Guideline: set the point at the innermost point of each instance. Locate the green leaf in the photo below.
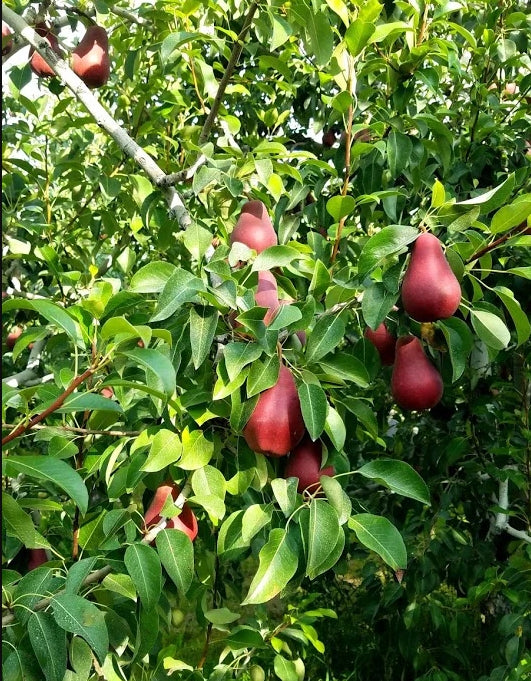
(376, 304)
(285, 669)
(389, 241)
(182, 287)
(320, 529)
(166, 448)
(48, 641)
(81, 617)
(197, 240)
(314, 408)
(399, 150)
(460, 342)
(263, 375)
(198, 450)
(277, 564)
(346, 367)
(176, 553)
(492, 199)
(512, 215)
(399, 477)
(491, 329)
(285, 491)
(337, 497)
(152, 278)
(519, 317)
(144, 568)
(19, 524)
(88, 402)
(156, 362)
(380, 536)
(51, 470)
(238, 355)
(358, 35)
(275, 256)
(327, 333)
(203, 323)
(340, 206)
(53, 313)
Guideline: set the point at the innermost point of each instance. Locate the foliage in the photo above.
(421, 540)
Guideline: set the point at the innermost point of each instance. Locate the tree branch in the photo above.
(98, 112)
(519, 230)
(23, 427)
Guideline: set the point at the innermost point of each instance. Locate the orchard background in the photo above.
(359, 125)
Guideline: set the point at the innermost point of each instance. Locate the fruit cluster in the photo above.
(430, 291)
(90, 59)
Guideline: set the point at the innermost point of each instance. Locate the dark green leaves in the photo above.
(51, 470)
(144, 568)
(389, 241)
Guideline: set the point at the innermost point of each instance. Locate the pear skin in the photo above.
(415, 382)
(430, 289)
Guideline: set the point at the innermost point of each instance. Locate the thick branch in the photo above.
(519, 230)
(23, 427)
(99, 113)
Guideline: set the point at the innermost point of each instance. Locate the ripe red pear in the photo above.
(7, 40)
(305, 463)
(267, 294)
(254, 227)
(276, 425)
(90, 59)
(185, 521)
(36, 558)
(37, 63)
(430, 290)
(384, 341)
(415, 382)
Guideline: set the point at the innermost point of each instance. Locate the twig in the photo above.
(346, 179)
(28, 373)
(235, 55)
(99, 113)
(81, 431)
(23, 427)
(515, 231)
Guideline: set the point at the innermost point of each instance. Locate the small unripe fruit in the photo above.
(7, 40)
(257, 673)
(37, 63)
(177, 617)
(384, 341)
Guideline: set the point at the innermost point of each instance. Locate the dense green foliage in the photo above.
(359, 125)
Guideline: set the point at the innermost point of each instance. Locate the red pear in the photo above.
(7, 40)
(37, 63)
(305, 463)
(267, 294)
(430, 290)
(36, 558)
(384, 341)
(185, 521)
(254, 227)
(415, 382)
(90, 59)
(276, 425)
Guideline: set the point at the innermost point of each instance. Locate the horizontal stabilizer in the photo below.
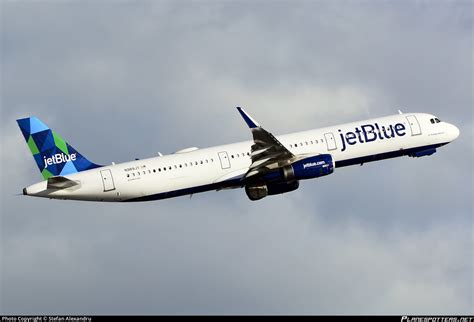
(57, 183)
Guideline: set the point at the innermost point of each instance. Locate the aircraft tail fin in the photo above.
(53, 155)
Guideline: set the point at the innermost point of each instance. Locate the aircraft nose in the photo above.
(454, 131)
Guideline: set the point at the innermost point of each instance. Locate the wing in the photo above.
(267, 152)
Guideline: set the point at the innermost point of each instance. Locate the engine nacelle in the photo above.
(287, 178)
(308, 168)
(259, 191)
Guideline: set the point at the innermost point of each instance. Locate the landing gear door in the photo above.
(414, 125)
(107, 180)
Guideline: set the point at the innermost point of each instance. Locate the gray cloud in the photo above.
(127, 80)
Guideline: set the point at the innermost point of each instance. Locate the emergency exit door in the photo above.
(107, 180)
(330, 141)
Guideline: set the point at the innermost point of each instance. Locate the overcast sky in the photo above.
(126, 80)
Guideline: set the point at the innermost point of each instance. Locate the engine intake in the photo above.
(287, 178)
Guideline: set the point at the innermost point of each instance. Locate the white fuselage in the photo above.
(220, 167)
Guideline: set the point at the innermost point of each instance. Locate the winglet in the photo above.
(248, 119)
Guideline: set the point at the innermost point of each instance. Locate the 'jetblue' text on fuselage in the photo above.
(371, 132)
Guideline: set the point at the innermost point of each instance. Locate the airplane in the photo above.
(268, 165)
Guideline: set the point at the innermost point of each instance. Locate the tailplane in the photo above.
(53, 155)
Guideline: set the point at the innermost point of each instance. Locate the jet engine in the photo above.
(287, 178)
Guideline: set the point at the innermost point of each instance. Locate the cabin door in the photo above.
(330, 141)
(414, 125)
(225, 162)
(107, 180)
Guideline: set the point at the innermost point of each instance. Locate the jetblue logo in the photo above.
(58, 159)
(371, 132)
(313, 164)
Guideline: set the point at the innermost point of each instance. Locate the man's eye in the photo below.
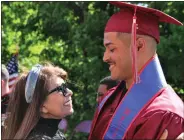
(112, 50)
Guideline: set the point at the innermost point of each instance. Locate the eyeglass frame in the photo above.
(62, 88)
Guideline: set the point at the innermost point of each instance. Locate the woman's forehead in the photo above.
(56, 81)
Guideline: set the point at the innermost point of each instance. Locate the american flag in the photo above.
(12, 67)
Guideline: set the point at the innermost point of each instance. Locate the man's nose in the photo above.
(69, 92)
(106, 56)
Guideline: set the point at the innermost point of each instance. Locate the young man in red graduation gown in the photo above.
(147, 105)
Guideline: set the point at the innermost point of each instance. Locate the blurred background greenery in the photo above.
(70, 35)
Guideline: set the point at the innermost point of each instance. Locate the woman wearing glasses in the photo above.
(40, 100)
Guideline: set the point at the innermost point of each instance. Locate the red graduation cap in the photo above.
(137, 20)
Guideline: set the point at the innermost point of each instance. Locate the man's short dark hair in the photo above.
(109, 82)
(4, 73)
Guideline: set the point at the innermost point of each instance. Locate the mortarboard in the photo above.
(140, 20)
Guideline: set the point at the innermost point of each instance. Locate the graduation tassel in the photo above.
(136, 77)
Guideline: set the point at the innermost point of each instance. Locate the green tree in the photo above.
(70, 35)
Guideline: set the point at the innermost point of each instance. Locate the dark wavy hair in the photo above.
(22, 116)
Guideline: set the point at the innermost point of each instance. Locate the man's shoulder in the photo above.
(167, 101)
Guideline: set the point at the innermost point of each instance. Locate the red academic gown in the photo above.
(164, 112)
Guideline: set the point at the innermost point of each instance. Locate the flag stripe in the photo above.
(12, 67)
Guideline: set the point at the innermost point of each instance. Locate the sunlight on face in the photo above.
(118, 56)
(56, 105)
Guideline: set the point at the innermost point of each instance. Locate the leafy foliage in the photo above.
(70, 35)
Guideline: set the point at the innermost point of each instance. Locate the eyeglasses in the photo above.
(62, 88)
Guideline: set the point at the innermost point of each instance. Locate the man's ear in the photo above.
(43, 109)
(140, 43)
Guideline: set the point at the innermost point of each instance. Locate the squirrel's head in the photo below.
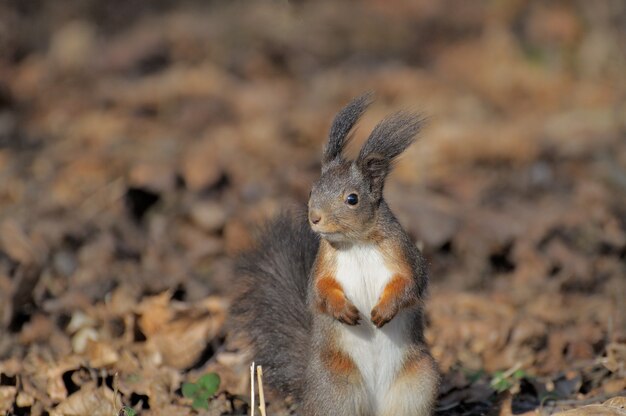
(345, 201)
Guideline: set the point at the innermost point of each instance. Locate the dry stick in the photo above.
(259, 373)
(252, 389)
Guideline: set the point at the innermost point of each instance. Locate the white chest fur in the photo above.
(378, 353)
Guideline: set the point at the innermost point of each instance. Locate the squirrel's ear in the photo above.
(342, 124)
(388, 140)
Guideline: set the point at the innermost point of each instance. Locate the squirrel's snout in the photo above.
(315, 216)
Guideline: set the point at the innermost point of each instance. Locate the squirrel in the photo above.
(333, 300)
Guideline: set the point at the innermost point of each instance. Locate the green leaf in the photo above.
(519, 374)
(189, 390)
(200, 403)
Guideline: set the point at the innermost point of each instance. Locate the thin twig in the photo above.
(259, 373)
(252, 389)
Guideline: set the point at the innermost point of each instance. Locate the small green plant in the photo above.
(128, 411)
(203, 389)
(506, 380)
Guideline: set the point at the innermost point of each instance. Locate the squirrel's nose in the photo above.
(315, 217)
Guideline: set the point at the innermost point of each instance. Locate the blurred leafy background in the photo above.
(141, 143)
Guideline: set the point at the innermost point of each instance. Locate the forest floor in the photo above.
(140, 149)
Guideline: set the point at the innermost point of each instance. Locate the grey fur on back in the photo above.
(272, 309)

··········

Please retype the listing exactly, leaving out any images.

◆ **Response area**:
Guideline: set the point at the innermost point of each instance. Locate the green leaf in the photo below.
(376, 304)
(285, 669)
(389, 241)
(182, 287)
(320, 529)
(166, 448)
(48, 641)
(81, 617)
(197, 240)
(314, 408)
(399, 150)
(460, 342)
(263, 375)
(198, 450)
(277, 564)
(346, 367)
(176, 553)
(492, 199)
(512, 215)
(399, 477)
(491, 329)
(285, 491)
(337, 497)
(152, 278)
(519, 317)
(144, 568)
(19, 524)
(88, 402)
(156, 362)
(380, 536)
(51, 470)
(238, 355)
(358, 35)
(275, 256)
(327, 333)
(203, 323)
(340, 206)
(53, 313)
Guideline: set the point at the innermost point of each instance. Locate the foliage in the photo above.
(421, 540)
Guideline: set the point at the innermost point of each instance. Locate the tree branch in the photo above.
(98, 112)
(519, 230)
(23, 427)
Guideline: set the point at the innermost point of each instance. Locate the orchard background in the photo above.
(359, 125)
Guideline: set the point at the innermost point of each instance. Locate the fruit cluster in the photo above.
(430, 291)
(90, 59)
Guideline: set the point at the innermost point of each instance. Locate the dark green leaves in the photo above.
(51, 470)
(144, 568)
(389, 241)
Guideline: set the point at the innermost point of each instance. Locate the pear skin in the photo above.
(415, 382)
(430, 289)
Guideline: set the point at the innermost point of each instance. Locate the thick branch in the photo above.
(519, 230)
(23, 427)
(99, 113)
Guideline: set the point at the innermost point of each instance. Locate the ripe red pear in the photo above.
(7, 40)
(305, 463)
(267, 294)
(254, 227)
(276, 425)
(90, 59)
(185, 521)
(36, 558)
(37, 63)
(430, 290)
(384, 341)
(415, 382)
Guideline: set the point at the innermost point of each instance. Locate the twig in the photo above.
(346, 179)
(28, 373)
(235, 55)
(99, 113)
(81, 431)
(23, 427)
(515, 231)
Guideline: set the point at the innermost point of each instance. Locate the small unripe fruit in the photo above.
(7, 40)
(257, 673)
(37, 63)
(177, 617)
(384, 341)
Guideline: set the point at the innermost point of each instance. Locate the dense green foliage in the photo above.
(359, 125)
Guideline: set the point at the innermost point of each instance. Locate the red pear in the photo above.
(7, 40)
(37, 63)
(305, 463)
(267, 294)
(430, 290)
(36, 558)
(384, 341)
(185, 521)
(254, 227)
(415, 382)
(90, 59)
(276, 425)
Guideline: set the point at the innermost point of each instance. Locate the horizontal stabilizer in the photo below.
(57, 183)
Guideline: set the point at the innermost point of each instance. Locate the aircraft tail fin in the photo above.
(53, 155)
Guideline: set the point at the innermost point of each instance. Locate the aircraft nose in the photo above.
(454, 131)
Guideline: set the point at the innermost point of each instance. Locate the wing in the photo above.
(267, 152)
Guideline: set the point at the innermost point of each instance. Locate the engine nacelle in the photo above.
(287, 178)
(308, 168)
(259, 191)
Guideline: set the point at the innermost point of each instance. Locate the landing gear door in the photo above.
(414, 125)
(107, 180)
Guideline: set the point at the innermost point of each instance. Locate the gray cloud in the photo above.
(127, 80)
Guideline: set the point at the innermost point of each instance. Locate the emergency exit door in the photo above.
(107, 180)
(330, 141)
Guideline: set the point at the innermost point of each instance. Locate the overcast sky in the photo above.
(126, 80)
Guideline: set the point at the innermost point of each instance. Locate the engine intake in the photo above.
(287, 178)
Guideline: set the point at the innermost point of each instance. Locate the white fuselage in the photo above.
(220, 167)
Guideline: set the point at the innermost point of each instance. Locate the winglet in the photo above.
(248, 119)
Guideline: set the point at the innermost point of each instance. Locate the 'jetblue' text on fuselage in the photo above.
(371, 132)
Guideline: set the point at the innermost point of each instance. Locate the airplane in the photo above.
(268, 165)
Guideline: set the point at the innermost point of each instance. Locate the tailplane in the photo above.
(53, 155)
Guideline: set the point at the innermost point of each instance. Locate the jet engine in the photo above.
(287, 178)
Guideline: set the point at the innermost point of each instance. Locate the cabin door in the photo above.
(330, 141)
(414, 125)
(225, 162)
(107, 180)
Guideline: set the point at the innermost point of each instance. Locate the jetblue logo in the photo above.
(58, 159)
(371, 132)
(313, 164)
Guideline: set the point at the innermost point of each instance. Locate the man's eye in the photo below.
(112, 50)
Guideline: set the point at the innermost point of each instance. Locate the eyeglass frame in the photo above.
(62, 88)
Guideline: set the point at the innermost point of each instance. Locate the woman's forehead in the photo above.
(56, 81)
Guideline: set the point at the innermost point of each instance. Locate the american flag in the photo above.
(12, 67)
Guideline: set the point at the innermost point of each instance. Locate the man's nose in the photo above.
(69, 92)
(106, 56)
Guideline: set the point at the innermost point of each instance. Locate the young man in red graduation gown in the photo above.
(147, 105)
Guideline: set the point at the innermost point of each instance. Locate the blurred background greenery in the photo above.
(70, 35)
Guideline: set the point at the innermost point of each instance. Locate the woman wearing glasses in the photo above.
(40, 100)
Guideline: set the point at the innermost point of each instance. Locate the red graduation cap in the photo above.
(137, 20)
Guideline: set the point at the innermost point of each instance. Locate the man's short dark hair in the photo above.
(109, 82)
(4, 73)
Guideline: set the point at the innermost point of each instance. Locate the mortarboard in the photo above.
(140, 20)
Guideline: set the point at the innermost point of each instance. Locate the graduation tassel in the photo above.
(136, 77)
Guideline: set the point at the innermost point of each instance. Locate the green tree in the photo above.
(70, 35)
Guideline: set the point at the innermost point of each instance. Locate the dark wavy hair in the photo above.
(22, 116)
Guideline: set the point at the innermost point of each instance. Locate the man's shoulder in the photo above.
(167, 101)
Guideline: set the point at the innermost point of each instance. Locate the red academic gown in the photo above.
(164, 112)
Guideline: set the point at the innermost point of each instance. Locate the flag stripe in the photo above.
(12, 67)
Guideline: set the point at the innermost point of each instance. Locate the sunlight on face in the photo above.
(118, 56)
(56, 105)
Guideline: set the point at the innermost point of each instance. Locate the leafy foliage in the photo above.
(70, 35)
Guideline: set the point at the innermost point of each instance. Locate the eyeglasses in the photo above.
(62, 88)
Guideline: set the point at the innermost point of each instance. Locate the man's ear in the photo above.
(43, 109)
(140, 43)
Guideline: set the point at the innermost point of each instance. Locate the squirrel's head in the photo below.
(345, 201)
Guideline: set the point at the innermost point of each instance. Locate the dry stick in the photo above.
(259, 373)
(252, 389)
Guideline: set the point at the innermost point of each instance. Locate the white chest fur in the photo above.
(378, 353)
Guideline: set the point at the innermost point of each instance. Locate the squirrel's ear in the photo above.
(342, 124)
(388, 140)
Guideline: set the point at the innermost point of each instance. Locate the squirrel's snout in the photo above.
(315, 216)
Guideline: set the point at the innermost point of each instance. Locate the squirrel in the photo above.
(333, 300)
Guideline: set the point at the innermost point of each instance. Locate the green leaf in the photo above.
(519, 374)
(189, 390)
(200, 403)
Guideline: set the point at the innermost point of each instance. Locate the thin twig in the photo above.
(259, 373)
(252, 389)
Guideline: set the point at the innermost point of each instance. Locate the small green plant in the photo above.
(128, 411)
(203, 389)
(506, 380)
Guideline: set the point at the innermost point of each instance. Locate the squirrel's nose in the photo above.
(315, 217)
Guideline: set the point at the innermost point of each instance. Locate the blurred leafy background in the photo above.
(141, 143)
Guideline: set the point at the innermost point of each instance. Locate the forest floor in the photo above.
(140, 149)
Guideline: set the point at the innermost point of each instance. Locate the grey fur on back in the photo above.
(272, 309)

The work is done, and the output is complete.